● **What is asked**
(A) According to the tuple hashing post, why does the function have to live in the std namespace?
(B) Write out the tuple hashing post, starting with "(I put the code" and going on through "a simpler solution?".
(C) Carry the tuple hashing post forward from its last line.

**** Excerpted passage

Generic Hash For Tuples in Unordered_Map/Unordered_Set

Generic hash for tuples in unordered_map / unordered_set

This works on gcc 4.5 allowing all c++0x tuples containing standard hashable types to be members of
unordered_map and unordered_set without further ado.
(I put the code in a header file and just include it.)

The function has to live in the std namespace so that it is picked up by
argument-dependent name lookup (ADL).

Is there a simpler solution?

#include <tuple>
namespace std{
namespace
{

// Code from boost
// Reciprocal of the golden ratio helps spread entropy
// and handles duplicates.
// See Mike Seymour in magic-numbers-in-boosthash-combine:
// http://stackoverflow.com/questions/4948780

template <class T>
inline void hash_combine(std::size_t& seed, T const& v)
{
seed ^= std::hash<T>()(v) + 0x9e3779b9 + (seed<<6) + (seed>>2);
}

// Recursive template code derived from Matthieu M.
template <class Tuple, size_t Index = std::tuple_size<Tuple>::value - 1>
struct HashValueImpl
{
static void apply(size_t& seed, Tuple const& tuple)

********
**** Rows

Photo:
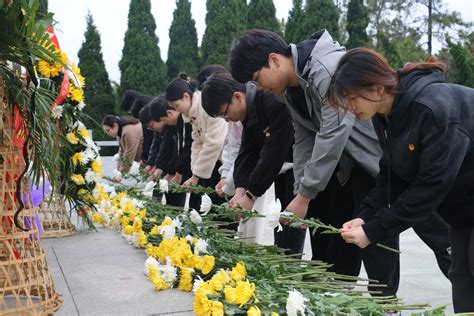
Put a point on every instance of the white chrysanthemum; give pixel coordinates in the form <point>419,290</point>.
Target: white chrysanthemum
<point>295,303</point>
<point>163,186</point>
<point>79,125</point>
<point>57,112</point>
<point>135,168</point>
<point>273,215</point>
<point>149,187</point>
<point>195,217</point>
<point>88,154</point>
<point>168,272</point>
<point>200,247</point>
<point>206,204</point>
<point>177,224</point>
<point>150,261</point>
<point>168,232</point>
<point>92,176</point>
<point>117,174</point>
<point>197,283</point>
<point>138,203</point>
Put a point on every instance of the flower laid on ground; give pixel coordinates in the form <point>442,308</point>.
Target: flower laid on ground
<point>163,184</point>
<point>206,204</point>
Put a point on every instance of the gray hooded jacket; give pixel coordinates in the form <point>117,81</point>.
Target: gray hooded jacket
<point>327,137</point>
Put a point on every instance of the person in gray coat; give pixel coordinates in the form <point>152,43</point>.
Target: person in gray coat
<point>336,155</point>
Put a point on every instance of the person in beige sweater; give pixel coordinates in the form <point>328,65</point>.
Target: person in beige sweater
<point>129,134</point>
<point>209,134</point>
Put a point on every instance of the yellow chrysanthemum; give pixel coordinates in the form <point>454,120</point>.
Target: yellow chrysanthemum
<point>186,280</point>
<point>240,294</point>
<point>158,283</point>
<point>76,94</point>
<point>72,138</point>
<point>77,179</point>
<point>217,308</point>
<point>207,264</point>
<point>141,239</point>
<point>238,272</point>
<point>48,70</point>
<point>128,229</point>
<point>218,281</point>
<point>96,217</point>
<point>202,305</point>
<point>84,133</point>
<point>96,166</point>
<point>77,72</point>
<point>254,311</point>
<point>77,158</point>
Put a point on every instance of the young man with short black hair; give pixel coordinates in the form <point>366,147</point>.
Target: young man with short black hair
<point>266,144</point>
<point>336,155</point>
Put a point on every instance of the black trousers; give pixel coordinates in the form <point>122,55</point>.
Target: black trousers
<point>290,238</point>
<point>461,272</point>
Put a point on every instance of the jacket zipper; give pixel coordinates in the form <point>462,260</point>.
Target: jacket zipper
<point>386,134</point>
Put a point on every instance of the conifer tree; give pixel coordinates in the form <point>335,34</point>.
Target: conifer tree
<point>97,91</point>
<point>183,49</point>
<point>357,22</point>
<point>225,21</point>
<point>261,14</point>
<point>141,66</point>
<point>461,70</point>
<point>294,32</point>
<point>321,14</point>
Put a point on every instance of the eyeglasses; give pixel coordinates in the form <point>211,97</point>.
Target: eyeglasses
<point>256,78</point>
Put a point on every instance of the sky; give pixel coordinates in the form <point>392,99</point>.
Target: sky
<point>110,17</point>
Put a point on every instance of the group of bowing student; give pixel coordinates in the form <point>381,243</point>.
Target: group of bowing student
<point>336,135</point>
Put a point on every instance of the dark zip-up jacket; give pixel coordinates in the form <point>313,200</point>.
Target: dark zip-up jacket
<point>154,149</point>
<point>267,139</point>
<point>428,157</point>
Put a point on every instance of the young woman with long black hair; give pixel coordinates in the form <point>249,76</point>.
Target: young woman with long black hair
<point>426,130</point>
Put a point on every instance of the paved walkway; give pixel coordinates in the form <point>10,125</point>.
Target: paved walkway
<point>99,274</point>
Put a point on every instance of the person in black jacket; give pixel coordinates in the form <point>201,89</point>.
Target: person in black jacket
<point>426,130</point>
<point>133,101</point>
<point>267,141</point>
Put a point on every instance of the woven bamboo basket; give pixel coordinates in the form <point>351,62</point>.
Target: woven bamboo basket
<point>54,217</point>
<point>26,285</point>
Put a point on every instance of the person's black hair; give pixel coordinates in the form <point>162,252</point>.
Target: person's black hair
<point>128,99</point>
<point>110,120</point>
<point>207,71</point>
<point>139,103</point>
<point>145,115</point>
<point>159,108</point>
<point>178,86</point>
<point>218,90</point>
<point>250,52</point>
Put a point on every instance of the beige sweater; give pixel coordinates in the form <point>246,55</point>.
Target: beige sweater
<point>130,145</point>
<point>209,135</point>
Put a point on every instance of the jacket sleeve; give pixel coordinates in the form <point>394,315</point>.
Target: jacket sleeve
<point>329,143</point>
<point>131,146</point>
<point>443,150</point>
<point>210,147</point>
<point>165,154</point>
<point>231,149</point>
<point>274,151</point>
<point>148,137</point>
<point>154,148</point>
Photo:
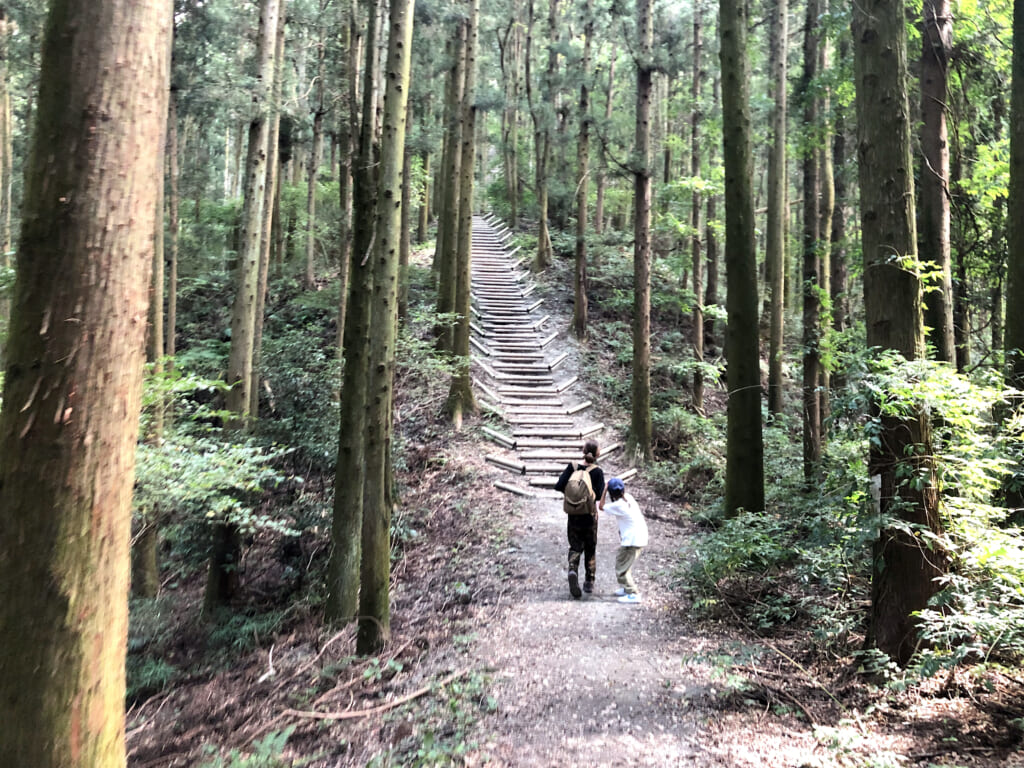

********

● **The answers**
(A) So that argument-dependent name lookup (ADL) picks it up.

(B)
(I put the code in a header file and just include it.)

The function has to live in the std namespace so that it is picked up by
argument-dependent name lookup (ADL).

Is there a simpler solution?

(C)
{
HashValueImpl<Tuple, Index-1>::apply(seed, tuple);
hash_combine(seed, std::get<Index>(tuple));
}
};

template <class Tuple>
struct HashValueImpl<Tuple,0>
{
static void apply(size_t& seed, Tuple const& tuple)
{
hash_combine(seed, std::get<0>(tuple));
}
};
}

template <typename ... TT>
struct hash<std::tuple<TT...>>
{
size_t
operator()(std::tuple<TT...> const& tt) const
{
size_t seed = 0;
HashValueImpl<std::tuple<TT...> >::apply(seed, tt);
return seed;
}

};
}

Standard Conformant code

Yakk points out that specialising things in the std namespace is actually undefined behaviour. If you wish to have a standards conforming solution, then you need to move all of this code into your own namespace and give up any idea of ADL finding the right hash implementation automatically. Instead of :

unordered_set<tuple<double, int> > test_set;

You need:

unordered_set<tuple<double, int>, hash_tuple::hash<tuple<double, int>>> test2;

where hash_tuple is your own namespace rather than std::.

To do this, you first have to declare a hash implementation inside the hash_tuple namespace. This will forward all non tuple types to the std::hash:

namespace hash_tuple{

template <typename TT>
struct hash
{
size_t
operator()(TT const& tt) const
{
return std::hash<TT>()(tt);
}
};
}

Make sure that hash_combine calls hash_tuple::hash and not std::hash

namespace hash_tuple{

namespace
{
template <class T>
inline void hash_combine(std::size_t& seed, T const& v)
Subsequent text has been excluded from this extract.